++++ PASSAGE SHOWN

FIG = att_line_plot(pop_under_british_df_clean['Census year'],pop_under_british_df_clean['Population'],'Population Growth under British Raj','Year','Population in Millions')
iplot(FIG)

- Population increased by 63% in 70 years. Let's find the growth rate after independence.

In [120]:
FIG = att_line_plot(pop_per_decade_df_clean['Census year'],pop_per_decade_df_clean['Population'],'Population Growth after Independence','Year','Population in Billions')
iplot(FIG)

- In next 60 years population increased by 235%.
- From 1970 to 2010 population almost doubled to 1.2 Billion.
- Decade population growth rate was 1.77%.(2001 to 2010)

In [121]:
def bar_plot(X,Y,color_list,T,TP):
    trace = go.Bar(
        x = X,
        y = Y,
        text = T,
        textposition = TP,
        marker = dict(color = color_list,
                             line=dict(color='rgb(0,0,0)',width=1.5)))
    
    return trace

In [122]:
#assign color to each bar in bar plot
def assign_color(col,condn):
    colors = []
    for i in col:
        if i > condn:
            colors.append('rgba(222,45,38,0.8)')
        else:
            colors.append('rgba(204,204,204,1)')
    return colors

In [123]:
pop_dist_by_states_df_clean.sort_values(by = 'Population[51]',ascending = False,inplace = True)

++++++++

__REQUIRED WORK__.
a - In the population analysis notebook, by what percentage did the population increase in the 60 years after independence?
b - Write the next part of the population analysis notebook, picking up right after its final line.

++++ EXCERPTED DATA

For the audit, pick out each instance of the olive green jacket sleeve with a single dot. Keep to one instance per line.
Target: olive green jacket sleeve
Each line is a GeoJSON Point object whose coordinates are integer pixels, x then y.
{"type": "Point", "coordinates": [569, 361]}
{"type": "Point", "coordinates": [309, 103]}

++++++++

__RESULTS FOR THE EXERCISE__.
a - 235%

b -
colors_states = assign_color(pop_dist_by_states_df_clean['Population[51]'],100000000)
trace1 = bar_plot(pop_dist_by_states_df_clean['State/UT'],pop_dist_by_states_df_clean['Population[51]'],colors_states,T = None,TP = None)


largest_cities_df_clean.sort_values(by = 'population',ascending = False,inplace = True)
colors_bar = assign_color(largest_cities_df_clean['population'],largest_cities_df_clean['population'].mean())
trace2 = bar_plot(largest_cities_df_clean['city'],largest_cities_df_clean['population'],colors_bar,T = largest_cities_df_clean['state'],TP = None)


pop_dist_by_states_df_clean['Sex Ratio']=pop_dist_by_states_df_clean['Sex Ratio'].astype(int)
df = pop_dist_by_states_df_clean.sort_values(by = 'Sex Ratio',ascending = False)
colors_sexratio = assign_color(df['Sex Ratio'],1000)
trace3 = bar_plot(df['State/UT'],df['Sex Ratio'],colors_sexratio,T = None, TP = None)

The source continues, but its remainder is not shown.